* [Excerpted text]:
»»

Re: Windows buildfarm members vs. new async-notify isolation test - Mailing list pgsql-hackers

From Amit Kapila
Subject Re: Windows buildfarm members vs. new async-notify isolation test
Date
Msg-id CAA4eK1KpRMRJG0krbiL8sUA9wZTVwvoHejEkJK2sVH2idG-rSQ@mail.gmail.com
Whole thread Raw
In response to Re: Windows buildfarm members vs. new async-notify isolation test  (Tom Lane <tgl@sss.pgh.pa.us>)
Responses Re: Windows buildfarm members vs. new async-notify isolation test  (Amit Kapila <amit.kapila16@gmail.com>)
List pgsql-hackers
On Sun, Dec 8, 2019 at 1:26 AM Tom Lane <tgl@sss.pgh.pa.us> wrote:
>
> So, just idly looking at the code in src/backend/port/win32/signal.c
> and src/port/kill.c, I have to wonder why we have this baroque-looking
> design of using *two* signal management threads.  And, if I'm
> reading it right, we create an entire new pipe object and an entire
> new instance of the second thread for each incoming signal.  Plus, the
> signal senders use CallNamedPipe (hence, underneath, TransactNamedPipe)

««

* [Stated problem 1]:
Update the mailing list post from "Responses Re: Windows" to "(hence, underneath, TransactNamedPipe)" by changing "CallNamedPipe" to "WriteFile".
The mailing list post and the rows are unrelated to each other.

* [Material provided]:
»»

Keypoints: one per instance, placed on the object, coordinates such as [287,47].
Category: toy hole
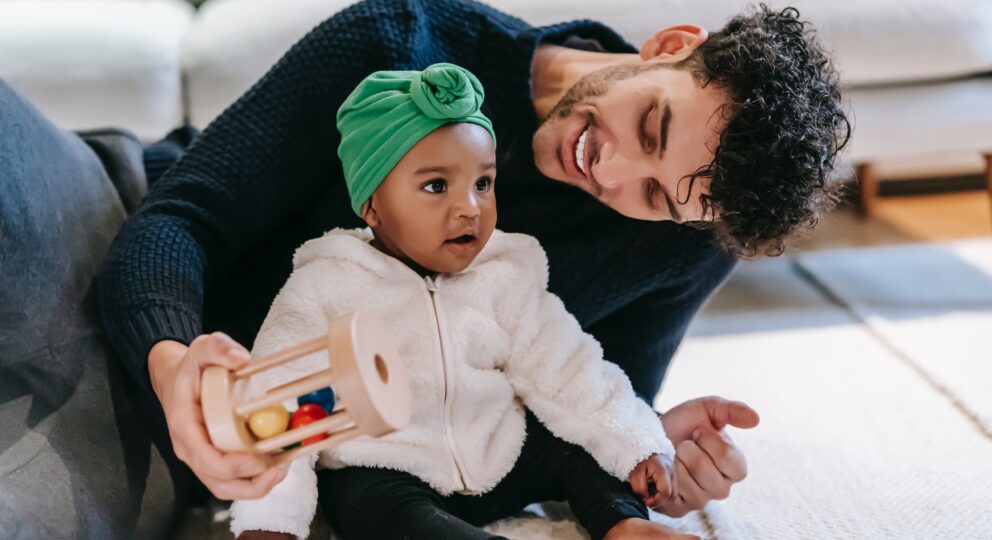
[380,368]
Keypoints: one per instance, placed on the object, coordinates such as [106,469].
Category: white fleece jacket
[478,346]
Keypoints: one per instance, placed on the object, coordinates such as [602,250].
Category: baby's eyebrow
[434,169]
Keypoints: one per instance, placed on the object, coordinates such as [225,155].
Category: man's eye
[484,183]
[436,186]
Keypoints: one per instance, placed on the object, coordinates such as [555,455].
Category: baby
[511,402]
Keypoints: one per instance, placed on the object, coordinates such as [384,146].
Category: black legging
[383,504]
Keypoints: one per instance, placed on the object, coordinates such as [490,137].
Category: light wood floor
[907,218]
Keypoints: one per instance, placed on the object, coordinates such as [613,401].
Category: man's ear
[673,44]
[369,213]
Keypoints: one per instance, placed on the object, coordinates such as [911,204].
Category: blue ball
[323,397]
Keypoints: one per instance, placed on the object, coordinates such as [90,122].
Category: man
[734,132]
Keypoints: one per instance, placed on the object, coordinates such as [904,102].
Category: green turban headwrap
[390,111]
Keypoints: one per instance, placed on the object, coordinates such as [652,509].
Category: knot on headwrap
[391,111]
[446,92]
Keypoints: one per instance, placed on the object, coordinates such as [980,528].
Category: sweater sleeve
[259,164]
[643,336]
[559,373]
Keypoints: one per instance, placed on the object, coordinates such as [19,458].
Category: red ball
[307,414]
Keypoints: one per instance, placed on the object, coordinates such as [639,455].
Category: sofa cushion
[97,63]
[234,42]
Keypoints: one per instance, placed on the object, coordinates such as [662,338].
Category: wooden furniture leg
[867,188]
[988,178]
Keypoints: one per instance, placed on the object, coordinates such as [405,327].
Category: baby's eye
[484,183]
[436,186]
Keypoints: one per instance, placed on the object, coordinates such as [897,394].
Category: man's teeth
[580,151]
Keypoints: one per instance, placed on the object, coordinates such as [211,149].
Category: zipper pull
[431,286]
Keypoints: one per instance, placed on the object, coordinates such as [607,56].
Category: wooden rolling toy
[363,391]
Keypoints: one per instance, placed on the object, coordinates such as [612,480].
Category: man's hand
[175,374]
[653,480]
[707,463]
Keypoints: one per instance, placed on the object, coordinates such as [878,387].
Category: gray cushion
[73,463]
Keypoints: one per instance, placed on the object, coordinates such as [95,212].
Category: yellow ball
[269,422]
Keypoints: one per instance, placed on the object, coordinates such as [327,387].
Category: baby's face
[437,208]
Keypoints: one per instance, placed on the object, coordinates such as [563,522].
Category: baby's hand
[653,480]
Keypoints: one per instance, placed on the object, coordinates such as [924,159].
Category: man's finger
[244,489]
[208,460]
[723,412]
[690,494]
[663,489]
[718,445]
[638,482]
[705,473]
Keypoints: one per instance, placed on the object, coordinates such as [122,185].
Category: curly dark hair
[785,126]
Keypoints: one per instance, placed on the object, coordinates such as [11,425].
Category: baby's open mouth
[463,239]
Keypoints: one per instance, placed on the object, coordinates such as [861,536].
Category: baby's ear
[369,214]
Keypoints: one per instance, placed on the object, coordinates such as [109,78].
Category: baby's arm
[559,372]
[299,312]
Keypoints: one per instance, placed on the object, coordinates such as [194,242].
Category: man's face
[628,135]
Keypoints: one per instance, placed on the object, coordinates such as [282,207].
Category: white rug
[858,438]
[872,372]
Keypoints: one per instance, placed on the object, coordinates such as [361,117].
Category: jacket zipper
[446,403]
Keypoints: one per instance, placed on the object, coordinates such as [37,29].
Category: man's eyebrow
[666,118]
[435,169]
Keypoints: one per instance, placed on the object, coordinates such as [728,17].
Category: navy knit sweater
[213,242]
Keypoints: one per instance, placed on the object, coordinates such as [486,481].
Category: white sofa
[918,73]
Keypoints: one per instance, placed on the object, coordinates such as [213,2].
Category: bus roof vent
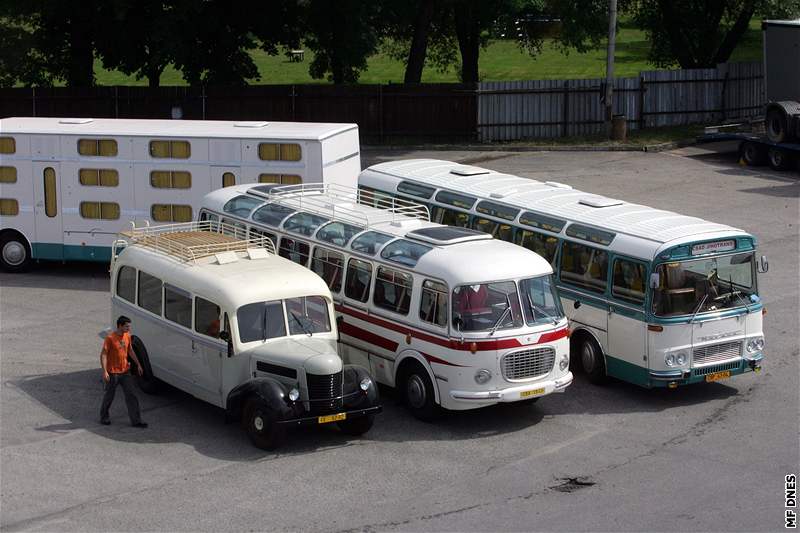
[250,124]
[599,201]
[466,170]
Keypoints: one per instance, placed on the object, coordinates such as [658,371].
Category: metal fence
[552,108]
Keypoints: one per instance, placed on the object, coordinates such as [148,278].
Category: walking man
[114,360]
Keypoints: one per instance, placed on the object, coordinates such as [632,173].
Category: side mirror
[655,280]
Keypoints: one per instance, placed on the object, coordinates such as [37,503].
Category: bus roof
[306,131]
[659,227]
[474,259]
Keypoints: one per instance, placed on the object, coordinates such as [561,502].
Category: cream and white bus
[67,186]
[449,316]
[654,298]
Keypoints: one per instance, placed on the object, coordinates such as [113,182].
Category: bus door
[49,237]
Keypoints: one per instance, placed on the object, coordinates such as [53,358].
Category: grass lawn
[500,61]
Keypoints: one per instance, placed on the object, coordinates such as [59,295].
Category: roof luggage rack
[339,203]
[191,241]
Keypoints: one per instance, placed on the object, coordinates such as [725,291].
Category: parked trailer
[67,186]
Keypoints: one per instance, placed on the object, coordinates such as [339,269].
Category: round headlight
[483,376]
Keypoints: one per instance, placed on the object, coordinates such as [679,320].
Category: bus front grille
[527,364]
[325,392]
[717,353]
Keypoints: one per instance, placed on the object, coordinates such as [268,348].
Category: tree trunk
[419,43]
[468,34]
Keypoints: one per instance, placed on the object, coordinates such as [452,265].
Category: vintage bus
[67,186]
[653,297]
[449,316]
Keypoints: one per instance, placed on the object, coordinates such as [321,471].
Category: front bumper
[515,393]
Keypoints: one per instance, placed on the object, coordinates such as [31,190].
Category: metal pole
[612,36]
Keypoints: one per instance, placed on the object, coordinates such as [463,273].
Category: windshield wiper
[300,323]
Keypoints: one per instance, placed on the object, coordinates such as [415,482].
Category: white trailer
[67,186]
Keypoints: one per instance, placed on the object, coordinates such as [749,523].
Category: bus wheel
[592,360]
[15,254]
[260,425]
[418,394]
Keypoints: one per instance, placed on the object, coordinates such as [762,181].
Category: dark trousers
[126,380]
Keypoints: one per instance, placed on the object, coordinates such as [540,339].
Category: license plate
[717,376]
[331,418]
[534,392]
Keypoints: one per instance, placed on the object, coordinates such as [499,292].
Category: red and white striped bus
[449,316]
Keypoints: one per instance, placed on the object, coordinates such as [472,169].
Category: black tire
[259,422]
[779,159]
[592,361]
[147,382]
[775,124]
[753,154]
[418,394]
[356,426]
[15,254]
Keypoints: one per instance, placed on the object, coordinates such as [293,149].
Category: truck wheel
[260,425]
[15,254]
[753,154]
[148,383]
[418,395]
[356,426]
[592,361]
[775,123]
[778,159]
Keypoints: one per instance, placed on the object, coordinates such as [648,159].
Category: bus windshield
[705,285]
[540,302]
[486,306]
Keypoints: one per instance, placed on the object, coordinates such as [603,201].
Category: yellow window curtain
[90,209]
[181,180]
[9,207]
[181,213]
[181,149]
[268,151]
[109,211]
[88,176]
[269,178]
[108,147]
[109,177]
[87,146]
[50,202]
[290,152]
[7,145]
[161,212]
[159,148]
[8,174]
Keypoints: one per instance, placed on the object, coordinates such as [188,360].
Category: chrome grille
[527,364]
[733,365]
[717,352]
[325,392]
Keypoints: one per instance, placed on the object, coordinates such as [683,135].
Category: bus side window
[628,281]
[359,275]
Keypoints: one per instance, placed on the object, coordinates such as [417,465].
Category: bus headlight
[483,376]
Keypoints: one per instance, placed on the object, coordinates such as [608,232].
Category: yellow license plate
[717,376]
[331,418]
[534,392]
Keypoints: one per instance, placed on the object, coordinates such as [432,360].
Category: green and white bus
[654,298]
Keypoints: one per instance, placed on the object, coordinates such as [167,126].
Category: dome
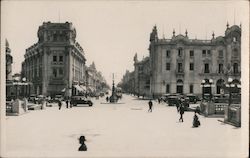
[220,39]
[179,38]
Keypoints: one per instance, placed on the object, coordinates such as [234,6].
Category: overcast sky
[112,32]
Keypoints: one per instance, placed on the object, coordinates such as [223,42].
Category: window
[168,66]
[191,66]
[54,72]
[235,68]
[61,58]
[180,67]
[191,88]
[220,68]
[234,39]
[203,53]
[235,52]
[209,52]
[140,68]
[206,70]
[191,53]
[167,88]
[168,53]
[220,53]
[54,58]
[179,52]
[60,71]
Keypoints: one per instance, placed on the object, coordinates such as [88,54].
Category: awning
[78,88]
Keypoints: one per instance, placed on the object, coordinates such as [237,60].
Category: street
[115,130]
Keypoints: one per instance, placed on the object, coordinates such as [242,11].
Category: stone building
[56,63]
[95,82]
[179,64]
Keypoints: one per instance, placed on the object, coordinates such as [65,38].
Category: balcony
[180,73]
[57,63]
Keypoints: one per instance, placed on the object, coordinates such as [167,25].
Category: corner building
[179,64]
[56,63]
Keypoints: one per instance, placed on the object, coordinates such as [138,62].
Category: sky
[111,32]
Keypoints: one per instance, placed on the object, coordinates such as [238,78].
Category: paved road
[115,130]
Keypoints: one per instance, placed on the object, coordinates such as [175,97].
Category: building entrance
[179,89]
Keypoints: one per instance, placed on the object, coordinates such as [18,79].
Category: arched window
[167,88]
[191,88]
[235,68]
[180,52]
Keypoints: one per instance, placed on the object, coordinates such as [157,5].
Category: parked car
[173,100]
[33,98]
[192,98]
[164,97]
[102,94]
[75,100]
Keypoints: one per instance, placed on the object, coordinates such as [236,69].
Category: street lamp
[24,86]
[210,83]
[229,86]
[203,84]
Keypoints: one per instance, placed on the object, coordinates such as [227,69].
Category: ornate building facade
[142,76]
[184,65]
[56,63]
[179,64]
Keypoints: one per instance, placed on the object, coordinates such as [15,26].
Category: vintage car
[164,97]
[33,98]
[174,100]
[75,100]
[192,98]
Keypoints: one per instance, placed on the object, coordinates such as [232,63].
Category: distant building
[142,76]
[180,64]
[9,61]
[56,63]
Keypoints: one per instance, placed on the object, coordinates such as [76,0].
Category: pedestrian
[181,109]
[67,103]
[59,104]
[177,104]
[150,104]
[198,109]
[196,122]
[83,146]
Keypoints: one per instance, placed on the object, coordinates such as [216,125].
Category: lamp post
[24,87]
[203,84]
[16,79]
[229,85]
[210,92]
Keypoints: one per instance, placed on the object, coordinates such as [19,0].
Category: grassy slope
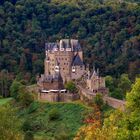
[70,120]
[4,101]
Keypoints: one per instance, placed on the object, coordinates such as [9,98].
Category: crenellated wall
[58,97]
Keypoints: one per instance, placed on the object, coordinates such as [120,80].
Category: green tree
[98,100]
[124,84]
[9,124]
[25,97]
[29,136]
[14,89]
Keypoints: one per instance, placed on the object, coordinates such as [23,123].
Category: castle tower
[47,67]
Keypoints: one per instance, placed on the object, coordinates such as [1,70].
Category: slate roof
[51,46]
[67,43]
[77,61]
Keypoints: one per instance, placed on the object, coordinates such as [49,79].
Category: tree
[9,124]
[25,97]
[98,100]
[124,84]
[133,97]
[14,89]
[109,83]
[29,136]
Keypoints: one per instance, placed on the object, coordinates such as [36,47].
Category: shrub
[29,136]
[98,100]
[33,107]
[26,126]
[54,114]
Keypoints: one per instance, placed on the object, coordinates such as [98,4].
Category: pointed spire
[98,72]
[57,68]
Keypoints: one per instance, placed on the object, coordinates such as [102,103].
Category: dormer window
[57,68]
[73,69]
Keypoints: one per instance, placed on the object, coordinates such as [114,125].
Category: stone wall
[58,97]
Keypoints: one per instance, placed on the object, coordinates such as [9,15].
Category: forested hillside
[109,33]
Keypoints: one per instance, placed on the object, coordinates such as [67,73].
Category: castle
[63,62]
[96,83]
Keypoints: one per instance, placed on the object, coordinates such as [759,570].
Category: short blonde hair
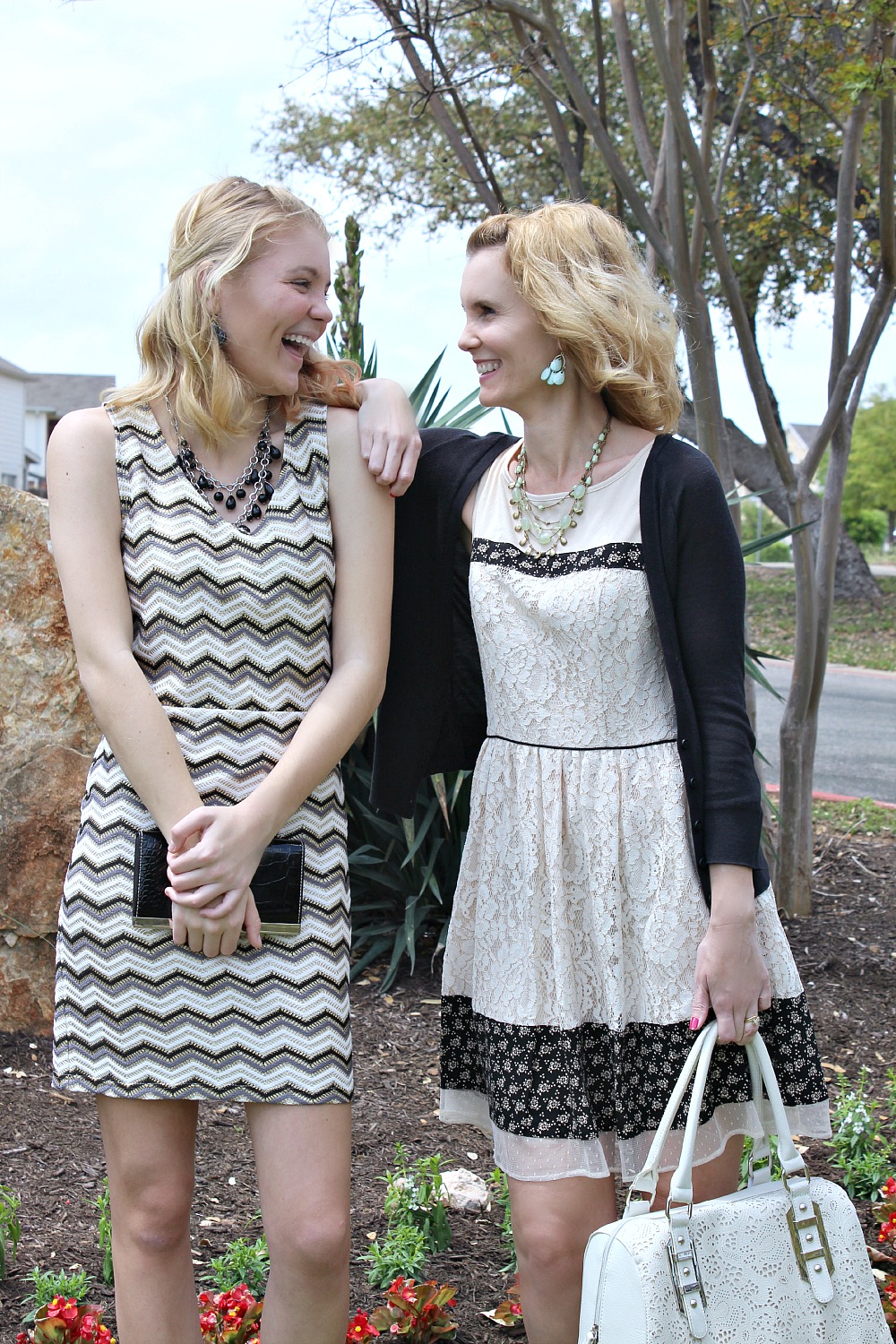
[582,274]
[220,228]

««

* [Stated problem 2]:
Lay out the rows from the line with "such as [1,70]." through the end of the rows as a JSON list of strings, one string per line with blank lines omitted, and leave the pictures out.

* [Correct response 1]:
Responses Re: Windows buildfarm members vs. new async-notify isolation test  (Amit Kapila <amit.kapila16@gmail.com>)
List pgsql-hackers
On Sun, Dec 8, 2019 at 1:26 AM Tom Lane <tgl@sss.pgh.pa.us> wrote:
>
> So, just idly looking at the code in src/backend/port/win32/signal.c
> and src/port/kill.c, I have to wonder why we have this baroque-looking
> design of using *two* signal management threads.  And, if I'm
> reading it right, we create an entire new pipe object and an entire
> new instance of the second thread for each incoming signal.  Plus, the
> signal senders use WriteFile (hence, underneath, TransactNamedPipe)

* [Correct response 2]:
[
  "Keypoints: one per instance, placed on the object, coordinates such as [1,70].",
  "Category: slate roof",
  "[51,46]",
  "[67,43]",
  "[77,61]",
  "Keypoints: one per instance, placed on the object, coordinates such as [49,79].",
  "Category: tree",
  "[9,124]",
  "[25,97]",
  "[98,100]",
  "[124,84]",
  "[133,97]",
  "[14,89]",
  "[109,83]",
  "[29,136]",
  "Keypoints: one per instance, placed on the object, coordinates such as [36,47].",
  "Category: shrub",
  "[29,136]",
  "[98,100]",
  "[33,107]",
  "[26,126]",
  "[54,114]",
  "Keypoints: one per instance, placed on the object, coordinates such as [98,4].",
  "Category: pointed spire",
  "[98,72]",
  "[57,68]",
  "Keypoints: one per instance, placed on the object, coordinates such as [102,103].",
  "Category: dormer window",
  "[57,68]",
  "[73,69]",
  "Keypoints: one per instance, placed on the object, coordinates such as [114,125].",
  "Category: stone wall",
  "[58,97]",
  "Keypoints: one per instance, placed on the object, coordinates such as [9,15].",
  "Category: forested hillside",
  "[109,33]",
  "Keypoints: one per instance, placed on the object, coordinates such as [67,73].",
  "Category: castle",
  "[63,62]",
  "[96,83]",
  "Keypoints: one per instance, placed on the object, coordinates such as [759,570].",
  "Category: short blonde hair",
  "[582,274]",
  "[220,228]"
]